__Aim of the exercise__.
Please render the data below as a JSON list of strings, one string per line with blank lines omitted. Start at the beginning of the data, end with the line containing "<point>757,356</point>" (both ends included), and leave the pictures out.
[start Data to process]
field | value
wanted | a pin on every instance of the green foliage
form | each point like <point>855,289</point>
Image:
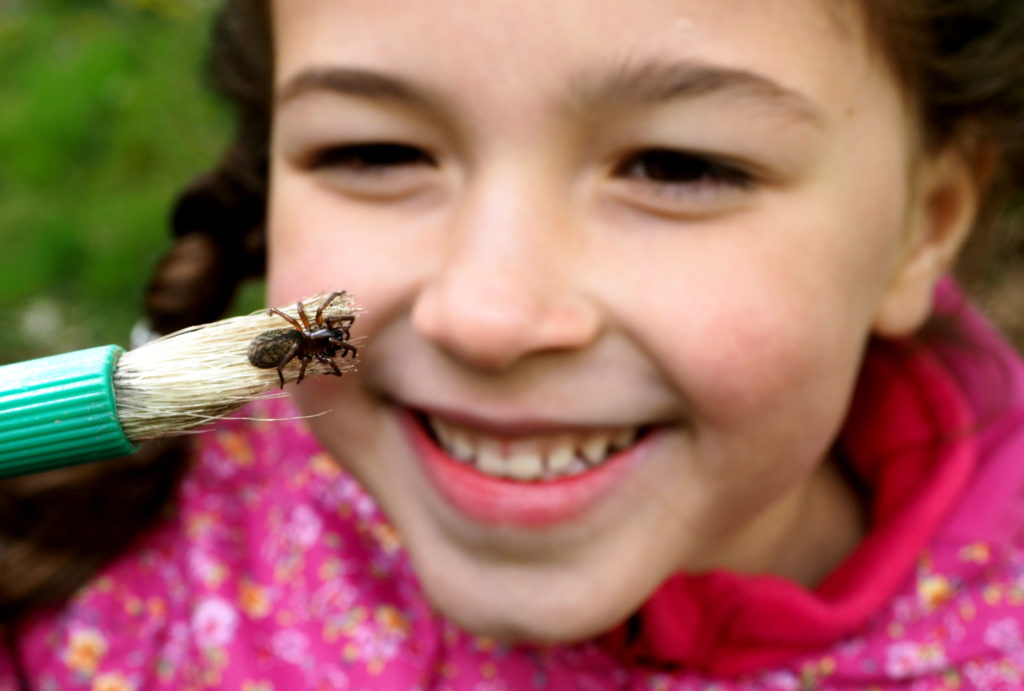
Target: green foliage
<point>102,120</point>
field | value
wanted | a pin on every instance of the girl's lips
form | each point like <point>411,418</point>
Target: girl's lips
<point>531,505</point>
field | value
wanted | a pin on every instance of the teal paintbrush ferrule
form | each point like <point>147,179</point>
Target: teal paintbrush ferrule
<point>59,411</point>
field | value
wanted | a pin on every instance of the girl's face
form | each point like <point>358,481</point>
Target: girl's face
<point>619,262</point>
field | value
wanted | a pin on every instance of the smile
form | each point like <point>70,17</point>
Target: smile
<point>532,458</point>
<point>530,480</point>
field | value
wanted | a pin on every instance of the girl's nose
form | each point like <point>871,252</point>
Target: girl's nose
<point>508,286</point>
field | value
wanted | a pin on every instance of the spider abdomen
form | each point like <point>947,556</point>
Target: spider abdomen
<point>271,348</point>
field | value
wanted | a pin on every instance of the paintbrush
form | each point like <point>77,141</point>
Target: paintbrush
<point>100,402</point>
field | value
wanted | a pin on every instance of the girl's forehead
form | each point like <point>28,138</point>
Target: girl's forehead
<point>801,56</point>
<point>507,32</point>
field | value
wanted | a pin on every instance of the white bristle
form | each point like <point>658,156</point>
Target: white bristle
<point>201,374</point>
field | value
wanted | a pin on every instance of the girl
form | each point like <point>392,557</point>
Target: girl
<point>645,395</point>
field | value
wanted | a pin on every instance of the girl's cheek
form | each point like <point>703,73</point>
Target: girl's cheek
<point>757,356</point>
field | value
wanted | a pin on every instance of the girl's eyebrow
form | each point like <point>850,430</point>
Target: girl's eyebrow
<point>631,84</point>
<point>350,81</point>
<point>658,81</point>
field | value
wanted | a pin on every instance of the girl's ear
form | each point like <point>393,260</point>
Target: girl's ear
<point>944,202</point>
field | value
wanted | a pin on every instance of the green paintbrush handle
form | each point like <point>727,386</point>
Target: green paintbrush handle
<point>59,411</point>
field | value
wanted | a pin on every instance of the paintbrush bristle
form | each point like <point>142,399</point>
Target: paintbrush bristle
<point>198,375</point>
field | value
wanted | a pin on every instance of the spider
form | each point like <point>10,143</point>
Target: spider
<point>323,340</point>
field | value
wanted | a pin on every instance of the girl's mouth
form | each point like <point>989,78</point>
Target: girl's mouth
<point>528,480</point>
<point>535,458</point>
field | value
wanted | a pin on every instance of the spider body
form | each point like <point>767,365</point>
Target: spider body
<point>323,340</point>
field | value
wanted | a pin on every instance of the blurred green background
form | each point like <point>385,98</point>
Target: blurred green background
<point>103,118</point>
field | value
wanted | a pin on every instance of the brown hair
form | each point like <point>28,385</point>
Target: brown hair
<point>962,61</point>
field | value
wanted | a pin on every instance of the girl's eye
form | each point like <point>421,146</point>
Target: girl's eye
<point>375,171</point>
<point>369,158</point>
<point>681,175</point>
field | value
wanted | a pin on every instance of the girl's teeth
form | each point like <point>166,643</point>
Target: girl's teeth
<point>488,458</point>
<point>535,458</point>
<point>561,454</point>
<point>594,446</point>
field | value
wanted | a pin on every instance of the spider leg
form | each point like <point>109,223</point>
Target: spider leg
<point>345,347</point>
<point>302,315</point>
<point>330,360</point>
<point>287,318</point>
<point>342,324</point>
<point>285,360</point>
<point>327,301</point>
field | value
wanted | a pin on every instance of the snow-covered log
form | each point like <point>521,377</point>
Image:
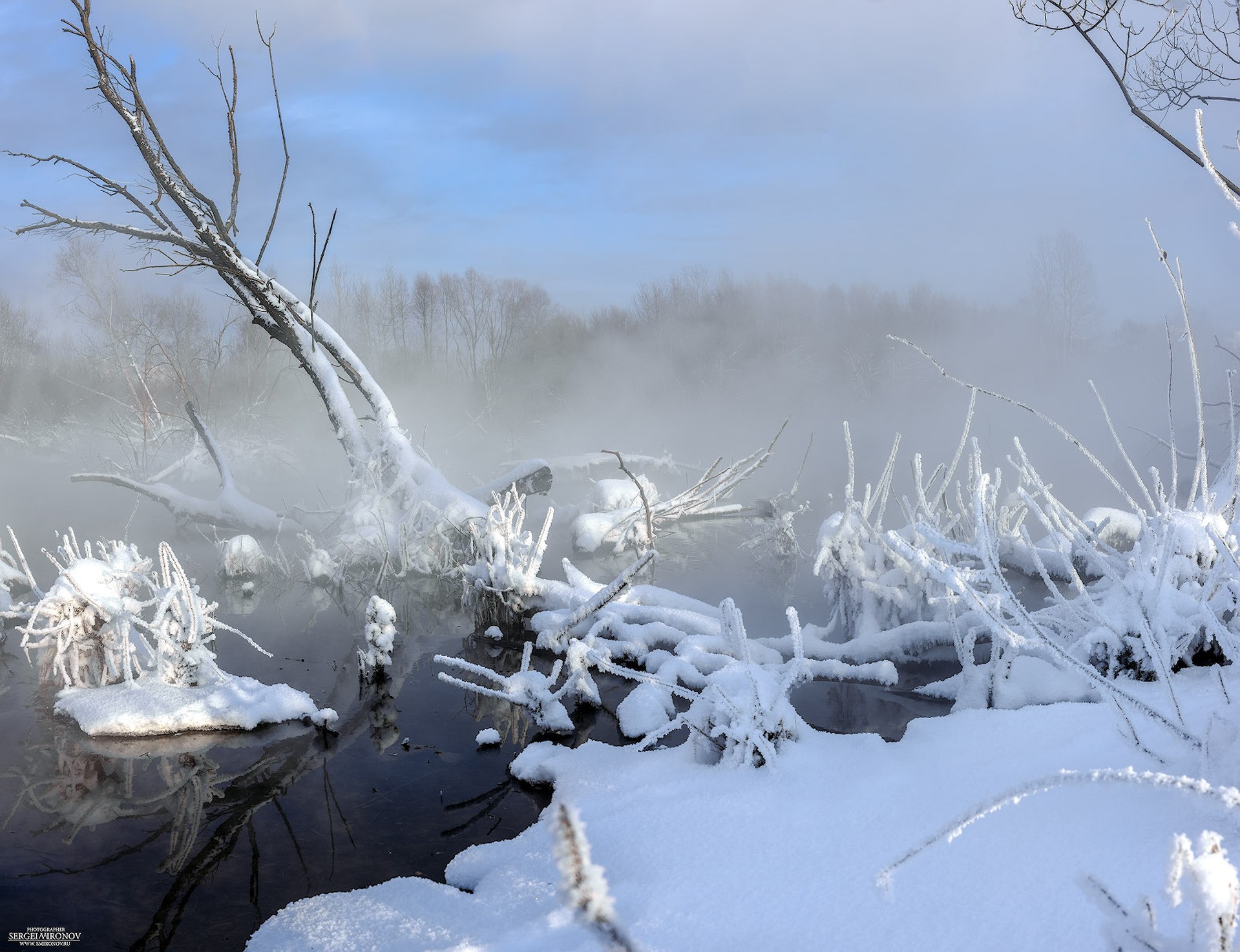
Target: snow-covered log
<point>394,489</point>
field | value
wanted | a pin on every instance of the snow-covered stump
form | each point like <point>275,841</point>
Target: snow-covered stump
<point>131,650</point>
<point>242,558</point>
<point>380,637</point>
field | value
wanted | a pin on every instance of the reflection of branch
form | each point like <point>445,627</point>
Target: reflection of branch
<point>494,798</point>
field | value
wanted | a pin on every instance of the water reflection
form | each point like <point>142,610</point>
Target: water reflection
<point>149,833</point>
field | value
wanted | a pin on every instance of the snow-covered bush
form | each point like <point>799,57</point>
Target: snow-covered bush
<point>109,617</point>
<point>380,635</point>
<point>870,582</point>
<point>321,569</point>
<point>504,577</point>
<point>131,648</point>
<point>743,716</point>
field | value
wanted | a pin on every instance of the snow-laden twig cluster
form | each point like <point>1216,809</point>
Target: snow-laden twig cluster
<point>733,690</point>
<point>631,526</point>
<point>583,882</point>
<point>1204,883</point>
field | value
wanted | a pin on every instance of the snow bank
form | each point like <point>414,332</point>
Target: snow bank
<point>704,860</point>
<point>147,707</point>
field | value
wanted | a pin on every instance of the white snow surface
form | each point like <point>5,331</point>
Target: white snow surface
<point>242,557</point>
<point>611,495</point>
<point>706,858</point>
<point>147,707</point>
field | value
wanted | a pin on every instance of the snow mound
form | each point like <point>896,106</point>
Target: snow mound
<point>147,707</point>
<point>244,557</point>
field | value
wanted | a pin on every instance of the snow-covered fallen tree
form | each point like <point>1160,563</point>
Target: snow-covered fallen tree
<point>397,499</point>
<point>733,690</point>
<point>129,647</point>
<point>629,519</point>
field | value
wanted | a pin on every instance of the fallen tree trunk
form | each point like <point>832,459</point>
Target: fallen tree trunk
<point>184,230</point>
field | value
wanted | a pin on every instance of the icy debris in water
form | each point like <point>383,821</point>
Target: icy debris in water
<point>647,708</point>
<point>321,569</point>
<point>380,637</point>
<point>244,557</point>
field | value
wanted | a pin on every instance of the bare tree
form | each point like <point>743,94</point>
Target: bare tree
<point>1162,55</point>
<point>1064,289</point>
<point>182,229</point>
<point>426,309</point>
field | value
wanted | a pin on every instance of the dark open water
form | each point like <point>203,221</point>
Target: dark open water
<point>191,842</point>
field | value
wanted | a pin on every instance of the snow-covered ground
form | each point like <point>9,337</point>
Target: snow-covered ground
<point>788,857</point>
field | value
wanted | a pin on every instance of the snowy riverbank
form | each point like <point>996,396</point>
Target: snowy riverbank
<point>712,858</point>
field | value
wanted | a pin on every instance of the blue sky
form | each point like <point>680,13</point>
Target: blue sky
<point>592,145</point>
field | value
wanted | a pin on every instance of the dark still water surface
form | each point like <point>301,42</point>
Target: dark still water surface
<point>191,842</point>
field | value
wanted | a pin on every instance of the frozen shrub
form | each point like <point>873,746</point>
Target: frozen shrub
<point>109,617</point>
<point>242,557</point>
<point>504,577</point>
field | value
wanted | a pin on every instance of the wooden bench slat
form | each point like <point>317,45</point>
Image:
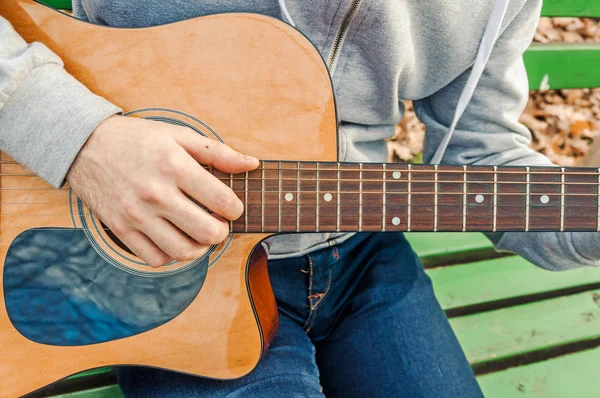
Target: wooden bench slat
<point>567,65</point>
<point>531,327</point>
<point>113,391</point>
<point>574,375</point>
<point>499,279</point>
<point>571,8</point>
<point>436,248</point>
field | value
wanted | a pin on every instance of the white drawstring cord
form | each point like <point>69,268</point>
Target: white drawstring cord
<point>492,30</point>
<point>285,12</point>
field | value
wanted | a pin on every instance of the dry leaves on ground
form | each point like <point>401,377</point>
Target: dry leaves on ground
<point>563,122</point>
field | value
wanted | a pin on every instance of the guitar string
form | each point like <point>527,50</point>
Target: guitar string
<point>334,180</point>
<point>227,181</point>
<point>390,169</point>
<point>366,209</point>
<point>324,192</point>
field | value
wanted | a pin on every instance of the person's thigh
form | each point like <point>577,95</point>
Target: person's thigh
<point>288,369</point>
<point>392,339</point>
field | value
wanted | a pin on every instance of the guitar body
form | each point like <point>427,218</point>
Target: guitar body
<point>249,80</point>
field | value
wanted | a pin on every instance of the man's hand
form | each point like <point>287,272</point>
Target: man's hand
<point>136,176</point>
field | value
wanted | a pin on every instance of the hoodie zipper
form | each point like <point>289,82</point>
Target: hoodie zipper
<point>341,35</point>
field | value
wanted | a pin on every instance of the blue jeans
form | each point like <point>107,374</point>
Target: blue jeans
<point>356,320</point>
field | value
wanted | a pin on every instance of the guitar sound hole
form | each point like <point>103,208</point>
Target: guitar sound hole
<point>58,290</point>
<point>115,239</point>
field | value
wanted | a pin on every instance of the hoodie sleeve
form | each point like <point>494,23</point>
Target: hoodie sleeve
<point>46,115</point>
<point>489,133</point>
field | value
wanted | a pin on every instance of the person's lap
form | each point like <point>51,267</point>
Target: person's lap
<point>359,319</point>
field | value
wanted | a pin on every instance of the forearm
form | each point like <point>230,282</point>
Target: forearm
<point>46,115</point>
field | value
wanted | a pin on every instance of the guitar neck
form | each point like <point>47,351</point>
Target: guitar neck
<point>282,196</point>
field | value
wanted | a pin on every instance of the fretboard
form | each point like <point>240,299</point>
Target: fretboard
<point>353,197</point>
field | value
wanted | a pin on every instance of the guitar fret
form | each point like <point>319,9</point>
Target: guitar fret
<point>409,198</point>
<point>527,200</point>
<point>297,196</point>
<point>464,227</point>
<point>562,199</point>
<point>360,198</point>
<point>262,198</point>
<point>435,205</point>
<point>246,203</point>
<point>317,200</point>
<point>337,228</point>
<point>421,198</point>
<point>383,201</point>
<point>495,198</point>
<point>279,195</point>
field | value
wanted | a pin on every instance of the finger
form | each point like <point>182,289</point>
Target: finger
<point>172,241</point>
<point>208,190</point>
<point>204,228</point>
<point>214,153</point>
<point>144,248</point>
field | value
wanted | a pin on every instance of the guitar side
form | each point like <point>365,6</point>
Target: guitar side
<point>247,79</point>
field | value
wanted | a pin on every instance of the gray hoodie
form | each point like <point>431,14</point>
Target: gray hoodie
<point>379,52</point>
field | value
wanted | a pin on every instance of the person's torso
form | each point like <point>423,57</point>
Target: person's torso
<point>383,52</point>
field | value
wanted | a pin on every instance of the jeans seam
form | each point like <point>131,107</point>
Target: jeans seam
<point>306,326</point>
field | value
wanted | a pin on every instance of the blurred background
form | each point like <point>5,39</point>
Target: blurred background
<point>564,123</point>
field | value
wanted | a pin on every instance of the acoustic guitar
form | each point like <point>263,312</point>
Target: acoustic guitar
<point>73,297</point>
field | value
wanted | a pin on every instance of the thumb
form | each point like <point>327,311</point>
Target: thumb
<point>214,153</point>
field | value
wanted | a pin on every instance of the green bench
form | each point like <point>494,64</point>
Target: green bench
<point>527,332</point>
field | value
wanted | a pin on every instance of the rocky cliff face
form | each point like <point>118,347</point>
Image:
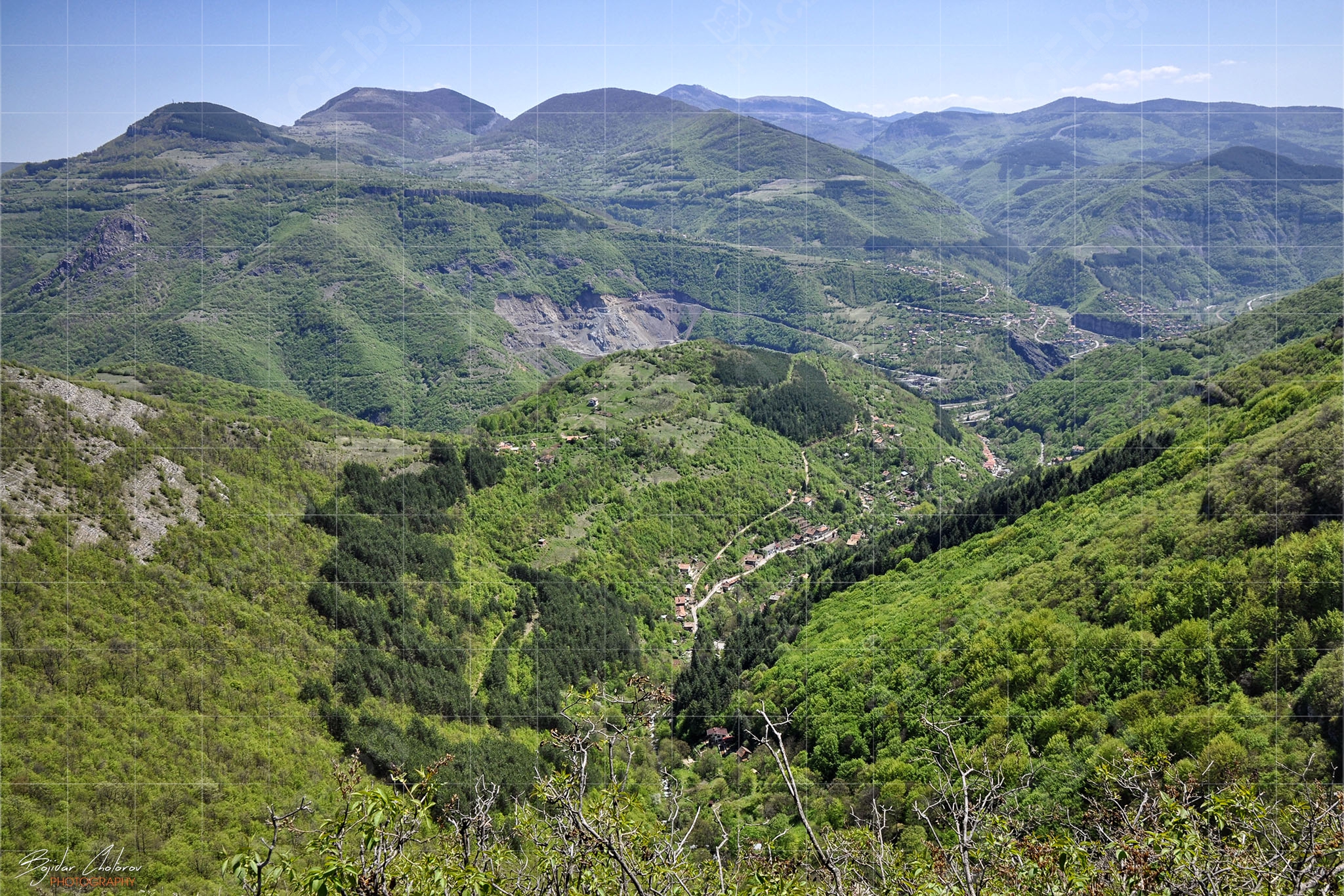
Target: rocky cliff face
<point>1108,327</point>
<point>1042,356</point>
<point>596,324</point>
<point>109,238</point>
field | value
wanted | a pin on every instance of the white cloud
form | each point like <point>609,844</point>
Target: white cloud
<point>1129,79</point>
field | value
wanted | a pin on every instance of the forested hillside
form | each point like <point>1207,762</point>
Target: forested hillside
<point>259,584</point>
<point>1095,398</point>
<point>206,239</point>
<point>1186,605</point>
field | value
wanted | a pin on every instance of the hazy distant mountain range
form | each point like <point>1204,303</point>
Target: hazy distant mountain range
<point>616,218</point>
<point>800,115</point>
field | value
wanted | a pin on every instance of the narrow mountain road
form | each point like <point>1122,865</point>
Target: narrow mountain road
<point>718,586</point>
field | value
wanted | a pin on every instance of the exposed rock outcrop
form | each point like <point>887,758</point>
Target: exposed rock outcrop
<point>114,235</point>
<point>1043,357</point>
<point>597,324</point>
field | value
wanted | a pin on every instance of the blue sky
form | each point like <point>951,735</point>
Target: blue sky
<point>75,74</point>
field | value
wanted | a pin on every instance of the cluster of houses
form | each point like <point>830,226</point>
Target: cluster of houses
<point>721,739</point>
<point>1074,452</point>
<point>807,535</point>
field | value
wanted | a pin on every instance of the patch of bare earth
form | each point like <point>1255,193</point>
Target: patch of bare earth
<point>88,405</point>
<point>156,497</point>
[end Data to process]
__Problem solution__.
[
  "field | value",
  "wanted | a pin on every instance of the green foliage",
  "form | each point like <point>855,289</point>",
  "Image:",
  "Target: green foliage",
  "<point>102,120</point>",
  "field | value",
  "wanted | a pin on every instance of the girl's lips",
  "form | each point like <point>411,418</point>",
  "Target: girl's lips",
  "<point>531,505</point>",
  "field | value",
  "wanted | a pin on every instance of the teal paintbrush ferrule",
  "form | each point like <point>147,179</point>",
  "Target: teal paintbrush ferrule",
  "<point>59,411</point>",
  "field | value",
  "wanted | a pin on every instance of the girl's face",
  "form | each point like <point>358,481</point>",
  "Target: girl's face",
  "<point>619,262</point>",
  "field | value",
  "wanted | a pin on every instance of the smile",
  "form | each point like <point>70,17</point>",
  "Target: smile",
  "<point>532,458</point>",
  "<point>530,480</point>",
  "field | value",
  "wanted | a pin on every instance of the girl's nose",
  "form | each point like <point>871,252</point>",
  "Target: girl's nose",
  "<point>508,286</point>",
  "field | value",
  "wanted | a pin on every instance of the spider abdomen",
  "form | each point like <point>947,556</point>",
  "Target: spider abdomen",
  "<point>271,348</point>",
  "field | value",
  "wanted | a pin on every instance of the paintbrush",
  "form | each point like <point>77,141</point>",
  "Target: paintbrush",
  "<point>100,402</point>",
  "field | value",
  "wanted | a pin on every instance of the girl's forehead",
  "form | each point like <point>28,138</point>",
  "Target: girl's forehead",
  "<point>801,56</point>",
  "<point>507,32</point>",
  "field | value",
  "wanted | a pin on every instance of the white bristle",
  "form | each point like <point>658,156</point>",
  "Target: white bristle",
  "<point>201,374</point>",
  "field | value",
  "wanted | a pin on every instance of the girl",
  "form | each point like <point>392,557</point>",
  "Target: girl",
  "<point>645,395</point>",
  "field | value",
  "wanted | a pin on every instance of the girl's cheek",
  "form | each point like <point>703,73</point>",
  "Target: girl's cheek",
  "<point>757,356</point>"
]